■ **EXERCISE GOAL**
Swap "one pin" for "a single pin" in the records below and write them out again with everything else unchanged, leaving out the pictures.

[Pointing dataset records]
>>>
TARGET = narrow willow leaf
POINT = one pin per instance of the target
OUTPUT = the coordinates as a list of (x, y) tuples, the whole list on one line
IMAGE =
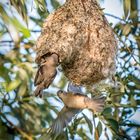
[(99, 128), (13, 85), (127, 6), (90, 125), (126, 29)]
<<<
■ **SOLUTION FOR THIS EXERCISE**
TARGET = narrow willow leaf
POINT = a single pin per instance of the target
OUTPUT = the coordinates as a list of (x, y) tuples, the whole list on one line
IMAGE =
[(99, 128), (13, 85), (127, 6), (90, 125), (126, 29)]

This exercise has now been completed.